» **WRITTEN TASK**:
Reproduce word for word everything in the data below, from the line containing "Where can the dirt path" down to the very end.

» **RECORDS SHOWN**:

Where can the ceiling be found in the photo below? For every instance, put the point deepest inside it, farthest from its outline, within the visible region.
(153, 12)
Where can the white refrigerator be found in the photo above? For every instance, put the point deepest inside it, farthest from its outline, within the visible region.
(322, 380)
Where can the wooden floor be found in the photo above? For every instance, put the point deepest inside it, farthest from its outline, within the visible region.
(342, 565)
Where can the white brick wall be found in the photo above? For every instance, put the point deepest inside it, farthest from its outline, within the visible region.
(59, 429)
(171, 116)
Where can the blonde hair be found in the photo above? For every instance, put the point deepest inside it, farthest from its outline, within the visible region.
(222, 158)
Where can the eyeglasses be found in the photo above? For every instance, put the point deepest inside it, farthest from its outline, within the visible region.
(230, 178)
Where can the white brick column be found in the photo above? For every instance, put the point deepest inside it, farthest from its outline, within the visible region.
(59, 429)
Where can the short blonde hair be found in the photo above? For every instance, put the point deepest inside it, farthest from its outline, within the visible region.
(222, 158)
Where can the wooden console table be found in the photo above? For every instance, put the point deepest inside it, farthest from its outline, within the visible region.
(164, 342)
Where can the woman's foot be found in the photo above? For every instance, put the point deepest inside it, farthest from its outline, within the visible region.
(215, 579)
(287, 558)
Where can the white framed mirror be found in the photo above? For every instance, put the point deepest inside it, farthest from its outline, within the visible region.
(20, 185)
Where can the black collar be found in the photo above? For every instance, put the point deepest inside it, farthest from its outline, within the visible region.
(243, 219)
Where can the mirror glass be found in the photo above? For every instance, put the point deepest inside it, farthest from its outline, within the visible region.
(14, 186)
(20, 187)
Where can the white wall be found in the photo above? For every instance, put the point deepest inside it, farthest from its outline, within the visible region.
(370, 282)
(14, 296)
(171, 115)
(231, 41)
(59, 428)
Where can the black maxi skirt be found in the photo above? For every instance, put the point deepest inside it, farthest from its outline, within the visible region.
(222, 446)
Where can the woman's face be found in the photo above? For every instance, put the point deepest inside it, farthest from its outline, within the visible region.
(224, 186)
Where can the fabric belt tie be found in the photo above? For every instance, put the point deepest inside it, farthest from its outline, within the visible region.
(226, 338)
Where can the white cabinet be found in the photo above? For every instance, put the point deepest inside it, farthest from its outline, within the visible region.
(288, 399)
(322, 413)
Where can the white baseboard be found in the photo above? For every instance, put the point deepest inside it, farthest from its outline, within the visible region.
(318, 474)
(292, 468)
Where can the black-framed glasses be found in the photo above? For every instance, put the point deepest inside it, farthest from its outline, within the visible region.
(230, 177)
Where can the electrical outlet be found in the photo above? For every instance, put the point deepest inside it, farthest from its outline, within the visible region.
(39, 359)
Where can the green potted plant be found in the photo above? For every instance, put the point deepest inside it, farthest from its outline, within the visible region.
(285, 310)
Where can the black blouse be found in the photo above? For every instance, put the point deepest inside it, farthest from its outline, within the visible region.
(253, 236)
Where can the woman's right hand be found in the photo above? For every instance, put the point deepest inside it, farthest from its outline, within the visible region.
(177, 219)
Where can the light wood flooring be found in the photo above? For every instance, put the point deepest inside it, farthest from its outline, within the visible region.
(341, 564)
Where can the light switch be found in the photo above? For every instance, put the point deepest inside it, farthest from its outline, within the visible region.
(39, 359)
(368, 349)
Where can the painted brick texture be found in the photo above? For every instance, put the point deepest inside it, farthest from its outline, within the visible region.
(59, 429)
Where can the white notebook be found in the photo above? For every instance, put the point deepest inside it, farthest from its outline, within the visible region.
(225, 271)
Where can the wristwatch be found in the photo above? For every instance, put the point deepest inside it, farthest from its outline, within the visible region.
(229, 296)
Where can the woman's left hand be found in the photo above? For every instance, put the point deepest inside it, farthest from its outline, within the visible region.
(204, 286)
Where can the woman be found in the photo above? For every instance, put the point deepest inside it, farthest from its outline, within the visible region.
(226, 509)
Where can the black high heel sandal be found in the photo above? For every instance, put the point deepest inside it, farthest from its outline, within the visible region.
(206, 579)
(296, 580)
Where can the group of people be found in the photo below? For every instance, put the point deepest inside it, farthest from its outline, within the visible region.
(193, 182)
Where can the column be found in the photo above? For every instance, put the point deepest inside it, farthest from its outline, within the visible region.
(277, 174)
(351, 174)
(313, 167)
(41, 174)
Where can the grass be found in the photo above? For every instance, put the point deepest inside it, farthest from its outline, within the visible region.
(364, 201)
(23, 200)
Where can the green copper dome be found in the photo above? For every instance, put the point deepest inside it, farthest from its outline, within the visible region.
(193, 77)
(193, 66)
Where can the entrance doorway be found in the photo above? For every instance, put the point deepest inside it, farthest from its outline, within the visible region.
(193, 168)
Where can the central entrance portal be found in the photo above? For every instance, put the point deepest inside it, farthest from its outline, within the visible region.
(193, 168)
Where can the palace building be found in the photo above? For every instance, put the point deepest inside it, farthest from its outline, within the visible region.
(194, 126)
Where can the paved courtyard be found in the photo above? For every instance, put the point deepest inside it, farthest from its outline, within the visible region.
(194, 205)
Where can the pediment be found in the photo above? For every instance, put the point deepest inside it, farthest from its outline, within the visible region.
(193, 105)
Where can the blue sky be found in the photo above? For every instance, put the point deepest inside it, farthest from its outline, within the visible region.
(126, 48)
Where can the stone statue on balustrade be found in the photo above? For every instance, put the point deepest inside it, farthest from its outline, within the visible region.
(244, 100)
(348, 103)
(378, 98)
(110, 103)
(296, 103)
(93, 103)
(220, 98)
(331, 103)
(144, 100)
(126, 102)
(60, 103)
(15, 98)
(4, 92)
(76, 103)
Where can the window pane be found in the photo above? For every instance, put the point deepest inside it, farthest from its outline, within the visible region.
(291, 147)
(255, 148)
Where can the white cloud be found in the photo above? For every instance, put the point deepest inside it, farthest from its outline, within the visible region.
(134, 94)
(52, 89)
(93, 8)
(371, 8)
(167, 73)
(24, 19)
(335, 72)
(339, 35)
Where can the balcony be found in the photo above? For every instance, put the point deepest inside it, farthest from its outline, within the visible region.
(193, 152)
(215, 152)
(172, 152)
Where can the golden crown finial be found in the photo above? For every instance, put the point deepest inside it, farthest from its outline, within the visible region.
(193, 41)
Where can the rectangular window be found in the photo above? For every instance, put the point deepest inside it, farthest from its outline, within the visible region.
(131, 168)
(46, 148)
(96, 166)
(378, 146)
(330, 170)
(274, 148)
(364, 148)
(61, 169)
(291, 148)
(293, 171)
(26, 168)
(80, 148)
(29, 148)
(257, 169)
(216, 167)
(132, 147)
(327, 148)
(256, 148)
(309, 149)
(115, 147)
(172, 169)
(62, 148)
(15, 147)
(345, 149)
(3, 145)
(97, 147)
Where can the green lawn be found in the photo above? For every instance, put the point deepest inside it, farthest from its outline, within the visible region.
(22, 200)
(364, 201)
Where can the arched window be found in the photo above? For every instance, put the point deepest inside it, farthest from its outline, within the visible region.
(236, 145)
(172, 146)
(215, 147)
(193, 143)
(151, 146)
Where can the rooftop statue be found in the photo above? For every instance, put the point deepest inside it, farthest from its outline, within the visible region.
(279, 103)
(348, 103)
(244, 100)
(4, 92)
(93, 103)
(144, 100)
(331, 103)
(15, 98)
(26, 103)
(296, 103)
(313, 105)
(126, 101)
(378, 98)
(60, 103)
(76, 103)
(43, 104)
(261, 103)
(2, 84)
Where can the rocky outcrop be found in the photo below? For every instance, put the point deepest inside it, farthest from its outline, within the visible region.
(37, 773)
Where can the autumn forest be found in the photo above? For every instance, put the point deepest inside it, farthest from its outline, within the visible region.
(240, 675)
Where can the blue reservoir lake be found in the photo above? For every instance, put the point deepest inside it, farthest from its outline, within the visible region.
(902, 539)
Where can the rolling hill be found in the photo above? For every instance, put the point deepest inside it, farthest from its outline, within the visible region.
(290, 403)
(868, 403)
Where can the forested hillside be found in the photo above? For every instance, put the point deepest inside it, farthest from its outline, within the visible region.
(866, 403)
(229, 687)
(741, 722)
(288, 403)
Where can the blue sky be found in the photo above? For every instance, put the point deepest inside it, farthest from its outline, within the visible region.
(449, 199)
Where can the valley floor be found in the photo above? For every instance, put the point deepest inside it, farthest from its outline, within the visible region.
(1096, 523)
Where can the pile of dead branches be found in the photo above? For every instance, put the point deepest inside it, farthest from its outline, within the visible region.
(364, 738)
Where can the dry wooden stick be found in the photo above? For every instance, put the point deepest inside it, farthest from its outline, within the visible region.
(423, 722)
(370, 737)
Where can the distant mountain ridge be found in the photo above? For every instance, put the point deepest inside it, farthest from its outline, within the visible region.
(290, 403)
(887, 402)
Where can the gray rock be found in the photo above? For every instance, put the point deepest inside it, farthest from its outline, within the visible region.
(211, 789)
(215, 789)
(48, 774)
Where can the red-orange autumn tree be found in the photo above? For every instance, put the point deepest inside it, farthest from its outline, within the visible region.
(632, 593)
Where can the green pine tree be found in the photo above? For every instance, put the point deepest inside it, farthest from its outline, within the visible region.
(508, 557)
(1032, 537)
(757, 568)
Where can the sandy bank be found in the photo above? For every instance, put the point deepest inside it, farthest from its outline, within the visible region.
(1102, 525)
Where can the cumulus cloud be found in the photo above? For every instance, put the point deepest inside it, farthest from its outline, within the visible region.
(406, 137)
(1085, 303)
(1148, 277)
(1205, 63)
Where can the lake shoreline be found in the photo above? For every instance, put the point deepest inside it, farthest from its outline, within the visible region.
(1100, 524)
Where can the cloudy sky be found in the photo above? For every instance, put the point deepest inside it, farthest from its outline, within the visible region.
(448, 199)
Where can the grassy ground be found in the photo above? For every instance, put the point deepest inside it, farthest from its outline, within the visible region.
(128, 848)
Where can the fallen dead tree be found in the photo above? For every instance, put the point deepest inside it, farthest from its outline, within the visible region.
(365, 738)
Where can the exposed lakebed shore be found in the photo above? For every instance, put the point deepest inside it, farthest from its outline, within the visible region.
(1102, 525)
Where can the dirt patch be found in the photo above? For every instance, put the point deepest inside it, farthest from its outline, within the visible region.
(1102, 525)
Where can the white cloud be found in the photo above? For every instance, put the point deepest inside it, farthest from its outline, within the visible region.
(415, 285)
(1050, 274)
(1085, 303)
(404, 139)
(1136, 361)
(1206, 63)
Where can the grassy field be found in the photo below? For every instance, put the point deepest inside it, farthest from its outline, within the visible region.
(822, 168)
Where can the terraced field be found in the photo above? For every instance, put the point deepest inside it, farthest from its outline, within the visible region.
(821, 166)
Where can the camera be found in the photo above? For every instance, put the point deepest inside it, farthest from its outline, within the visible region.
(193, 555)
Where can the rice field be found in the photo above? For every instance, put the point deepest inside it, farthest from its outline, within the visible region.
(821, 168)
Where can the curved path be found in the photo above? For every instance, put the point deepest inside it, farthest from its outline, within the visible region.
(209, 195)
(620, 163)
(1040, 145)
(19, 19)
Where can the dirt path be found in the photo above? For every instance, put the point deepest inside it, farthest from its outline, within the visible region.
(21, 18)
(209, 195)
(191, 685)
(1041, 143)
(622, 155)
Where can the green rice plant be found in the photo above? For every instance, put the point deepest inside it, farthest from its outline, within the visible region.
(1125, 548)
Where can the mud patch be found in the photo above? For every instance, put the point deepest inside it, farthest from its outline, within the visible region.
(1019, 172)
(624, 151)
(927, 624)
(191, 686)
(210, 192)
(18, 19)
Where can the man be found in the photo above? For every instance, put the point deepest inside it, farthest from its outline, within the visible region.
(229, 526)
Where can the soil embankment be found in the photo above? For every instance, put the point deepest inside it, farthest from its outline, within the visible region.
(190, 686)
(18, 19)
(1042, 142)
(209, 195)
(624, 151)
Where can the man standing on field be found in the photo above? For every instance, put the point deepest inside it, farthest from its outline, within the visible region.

» **TASK ANSWER**:
Where can the dirt path be found in the photo above? For every instance, put the point deepest inside it, farthest from its outline, within the visible region.
(21, 18)
(209, 195)
(191, 685)
(1041, 143)
(622, 155)
Where can the green rice plant be found in the photo above? For every instance, put the point deepest inside it, farthest from its outline, within the visible region.
(1125, 548)
Where can the mud patch be found in the photo above? For every instance, put the point deepest inside it, farthest from its outline, within the visible region.
(1019, 172)
(624, 151)
(927, 624)
(191, 686)
(210, 192)
(18, 19)
Where can the man be found in the photo above? For every instance, put the point deepest inside it, farthest from its outline, within the visible region.
(229, 526)
Where can the soil embankment be found in the photo above? For every instance, put the point deepest inside it, farthest from its outline, within the visible region.
(190, 686)
(18, 19)
(1042, 142)
(209, 195)
(624, 151)
Where can the man standing on field be found in the photo above? For every instance, put the point deepest inside it, farthest from its outline, within the visible region.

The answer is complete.